* [Provided information]
§ §

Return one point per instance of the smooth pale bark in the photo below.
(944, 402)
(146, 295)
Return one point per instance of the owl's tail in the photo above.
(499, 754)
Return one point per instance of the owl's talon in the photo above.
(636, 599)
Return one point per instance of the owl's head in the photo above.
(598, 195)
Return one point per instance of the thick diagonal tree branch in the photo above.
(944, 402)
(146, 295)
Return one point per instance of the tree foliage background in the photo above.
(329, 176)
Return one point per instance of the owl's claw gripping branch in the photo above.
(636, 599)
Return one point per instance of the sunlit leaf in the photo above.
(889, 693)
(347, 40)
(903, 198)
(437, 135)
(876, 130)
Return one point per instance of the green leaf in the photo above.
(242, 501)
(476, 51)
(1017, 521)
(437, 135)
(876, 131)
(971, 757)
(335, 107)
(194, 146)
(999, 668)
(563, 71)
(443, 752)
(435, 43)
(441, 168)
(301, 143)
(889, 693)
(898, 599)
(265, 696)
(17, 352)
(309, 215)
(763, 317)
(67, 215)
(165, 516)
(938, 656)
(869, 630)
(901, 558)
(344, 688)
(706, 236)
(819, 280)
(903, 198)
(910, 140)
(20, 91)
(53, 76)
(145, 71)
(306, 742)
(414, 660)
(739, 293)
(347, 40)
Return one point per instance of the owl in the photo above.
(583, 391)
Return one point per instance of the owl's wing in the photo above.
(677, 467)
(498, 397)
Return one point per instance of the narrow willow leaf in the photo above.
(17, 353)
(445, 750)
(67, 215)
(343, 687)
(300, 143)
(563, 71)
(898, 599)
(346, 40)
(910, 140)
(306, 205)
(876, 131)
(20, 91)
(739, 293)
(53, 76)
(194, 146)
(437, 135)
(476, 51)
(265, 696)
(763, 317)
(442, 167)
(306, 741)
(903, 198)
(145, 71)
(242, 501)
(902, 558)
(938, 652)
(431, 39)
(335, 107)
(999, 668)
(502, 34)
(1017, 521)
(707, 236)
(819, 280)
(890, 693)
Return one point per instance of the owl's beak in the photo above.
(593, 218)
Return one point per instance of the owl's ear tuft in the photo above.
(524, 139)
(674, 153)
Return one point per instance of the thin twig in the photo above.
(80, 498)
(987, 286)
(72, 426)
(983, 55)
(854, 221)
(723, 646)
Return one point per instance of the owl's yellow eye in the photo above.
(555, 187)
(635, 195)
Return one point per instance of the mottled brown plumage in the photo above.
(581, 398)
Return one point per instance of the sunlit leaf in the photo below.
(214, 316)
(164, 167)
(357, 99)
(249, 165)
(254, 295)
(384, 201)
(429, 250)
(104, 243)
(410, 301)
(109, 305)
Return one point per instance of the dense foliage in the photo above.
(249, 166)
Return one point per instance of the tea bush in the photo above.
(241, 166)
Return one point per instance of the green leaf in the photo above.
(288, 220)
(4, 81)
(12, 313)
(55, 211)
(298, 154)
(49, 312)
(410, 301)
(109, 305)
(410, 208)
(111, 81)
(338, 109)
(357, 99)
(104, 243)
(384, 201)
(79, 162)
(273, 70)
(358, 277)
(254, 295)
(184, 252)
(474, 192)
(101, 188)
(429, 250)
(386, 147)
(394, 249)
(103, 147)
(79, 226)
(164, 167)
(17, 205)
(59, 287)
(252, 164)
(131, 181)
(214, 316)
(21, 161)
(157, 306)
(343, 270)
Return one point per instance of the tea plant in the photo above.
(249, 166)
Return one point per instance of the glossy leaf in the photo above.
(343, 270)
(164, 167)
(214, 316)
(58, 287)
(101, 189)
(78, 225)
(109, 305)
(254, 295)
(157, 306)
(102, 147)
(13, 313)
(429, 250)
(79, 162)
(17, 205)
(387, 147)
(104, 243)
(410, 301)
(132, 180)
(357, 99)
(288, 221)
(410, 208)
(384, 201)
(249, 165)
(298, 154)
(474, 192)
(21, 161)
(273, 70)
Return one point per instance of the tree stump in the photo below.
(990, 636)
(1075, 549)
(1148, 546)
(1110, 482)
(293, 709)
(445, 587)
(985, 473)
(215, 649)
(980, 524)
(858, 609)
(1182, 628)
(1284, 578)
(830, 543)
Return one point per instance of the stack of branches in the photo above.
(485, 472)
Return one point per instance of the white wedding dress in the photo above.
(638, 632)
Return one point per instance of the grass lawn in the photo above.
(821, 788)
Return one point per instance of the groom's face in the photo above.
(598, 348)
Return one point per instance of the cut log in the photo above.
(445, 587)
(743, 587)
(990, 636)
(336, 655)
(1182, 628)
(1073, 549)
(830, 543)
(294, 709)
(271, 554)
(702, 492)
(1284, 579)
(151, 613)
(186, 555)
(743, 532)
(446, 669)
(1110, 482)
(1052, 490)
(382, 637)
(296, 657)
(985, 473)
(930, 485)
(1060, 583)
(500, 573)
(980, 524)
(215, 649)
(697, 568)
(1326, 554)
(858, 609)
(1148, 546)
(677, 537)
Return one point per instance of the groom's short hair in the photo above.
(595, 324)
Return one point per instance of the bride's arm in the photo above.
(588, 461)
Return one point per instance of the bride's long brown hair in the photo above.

§ §

* [Exercise instructions]
Reproduce all data above, unchanged.

* [Exercise solution]
Return one point per instance of the smooth pale bark in the photo below.
(944, 402)
(146, 295)
Return one point per instance of the owl's tail in the photo above.
(499, 754)
Return one point per instance of the owl's talon in the photo above.
(636, 599)
Return one point per instance of the owl's head in the photo above.
(598, 195)
Return one point per instance of the thick diagonal tree branch in the photo above.
(944, 402)
(146, 295)
Return one point per instance of the tree foliage background in the photo above.
(329, 176)
Return one point per instance of the owl's claw gripping branch in the photo above.
(636, 599)
Return one point per instance of the sunlit leaf in the photo above.
(889, 693)
(347, 40)
(903, 198)
(437, 135)
(876, 130)
Return one point per instance of the green leaf in the photo above.
(242, 501)
(476, 51)
(1017, 521)
(437, 135)
(876, 131)
(971, 757)
(335, 107)
(194, 146)
(999, 668)
(563, 71)
(443, 752)
(435, 43)
(441, 168)
(301, 143)
(889, 693)
(898, 599)
(265, 696)
(17, 352)
(309, 215)
(763, 317)
(67, 215)
(165, 516)
(938, 656)
(869, 630)
(901, 558)
(344, 688)
(706, 236)
(819, 280)
(903, 198)
(910, 140)
(20, 91)
(53, 76)
(145, 71)
(306, 742)
(414, 660)
(739, 293)
(347, 40)
Return one point per instance of the owl in the photo above.
(583, 391)
Return one point per instance of the owl's wing in the photo above.
(677, 467)
(498, 397)
Return one point per instance of the narrow willow leaf in the photo above.
(17, 353)
(445, 750)
(67, 215)
(343, 687)
(300, 143)
(563, 71)
(898, 599)
(346, 40)
(910, 140)
(306, 205)
(876, 131)
(20, 91)
(739, 293)
(53, 76)
(194, 146)
(437, 135)
(476, 51)
(265, 696)
(763, 317)
(442, 167)
(306, 741)
(903, 198)
(145, 71)
(242, 501)
(902, 558)
(938, 652)
(431, 39)
(335, 107)
(999, 668)
(502, 34)
(1017, 521)
(707, 236)
(819, 280)
(890, 693)
Return one point per instance of the owl's beak in the photo above.
(593, 218)
Return one point per instance of the owl's ear tuft in the photo above.
(524, 139)
(674, 153)
Return one point per instance of the thin twig in the photo above.
(80, 498)
(987, 286)
(72, 426)
(983, 55)
(854, 221)
(723, 646)
Return one point per instance of the owl's yellow eye in the photo above.
(555, 187)
(635, 195)
Return one point per instance of the mottled brown plumage in the photo above.
(581, 398)
Return one point per instance of the sunlit leaf in the photo below.
(214, 316)
(164, 167)
(357, 99)
(249, 165)
(254, 295)
(384, 201)
(429, 250)
(104, 243)
(410, 301)
(109, 305)
Return one point per instance of the dense foliage in the photo above.
(249, 166)
Return one point per instance of the tea bush in the photo above.
(241, 166)
Return one point per instance of the green leaf in the photo above.
(288, 220)
(4, 81)
(12, 313)
(55, 211)
(298, 154)
(49, 312)
(410, 301)
(109, 305)
(410, 208)
(111, 81)
(338, 109)
(357, 99)
(104, 243)
(384, 201)
(79, 162)
(273, 70)
(358, 277)
(254, 295)
(184, 252)
(474, 192)
(101, 188)
(429, 250)
(386, 147)
(394, 249)
(103, 147)
(79, 226)
(164, 167)
(17, 205)
(59, 287)
(252, 164)
(131, 181)
(214, 316)
(21, 161)
(157, 306)
(343, 270)
Return one point per instance of the tea plant in the photo above.
(249, 166)
Return one point per instance of the glossy leaf in the photo above.
(343, 270)
(164, 167)
(214, 316)
(58, 287)
(101, 189)
(78, 225)
(109, 305)
(254, 295)
(157, 306)
(102, 147)
(13, 313)
(429, 250)
(79, 162)
(17, 205)
(387, 147)
(104, 243)
(410, 301)
(132, 180)
(357, 99)
(288, 221)
(410, 208)
(384, 201)
(249, 165)
(298, 154)
(474, 192)
(21, 161)
(273, 70)
Return one point per instance of the tree stump in the photo below.
(990, 636)
(1075, 549)
(1148, 546)
(1110, 482)
(293, 709)
(445, 587)
(985, 473)
(215, 649)
(980, 524)
(858, 609)
(1182, 628)
(1284, 578)
(830, 543)
Return one point per instance of the stack of branches in the photo above.
(485, 472)
Return one point per instance of the white wedding dress in the photo above.
(638, 632)
Return one point per instance of the grass lawn in the photo above.
(821, 788)
Return one point per instance of the groom's face in the photo above.
(598, 348)
Return one point per instance of the cut log in the photo above.
(445, 587)
(743, 587)
(990, 636)
(336, 655)
(1182, 628)
(1073, 549)
(830, 543)
(294, 709)
(271, 554)
(702, 492)
(1284, 579)
(151, 613)
(186, 555)
(743, 532)
(446, 669)
(1110, 482)
(1052, 490)
(382, 637)
(296, 657)
(985, 473)
(930, 485)
(1060, 583)
(500, 573)
(980, 524)
(215, 649)
(697, 568)
(1326, 554)
(858, 609)
(1148, 546)
(677, 537)
Return one point per instance of the groom's short hair in the photo above.
(595, 324)
Return one point per instance of the bride's arm in the photo above.
(588, 461)
Return one point per instance of the bride's long brown hair in the photo above.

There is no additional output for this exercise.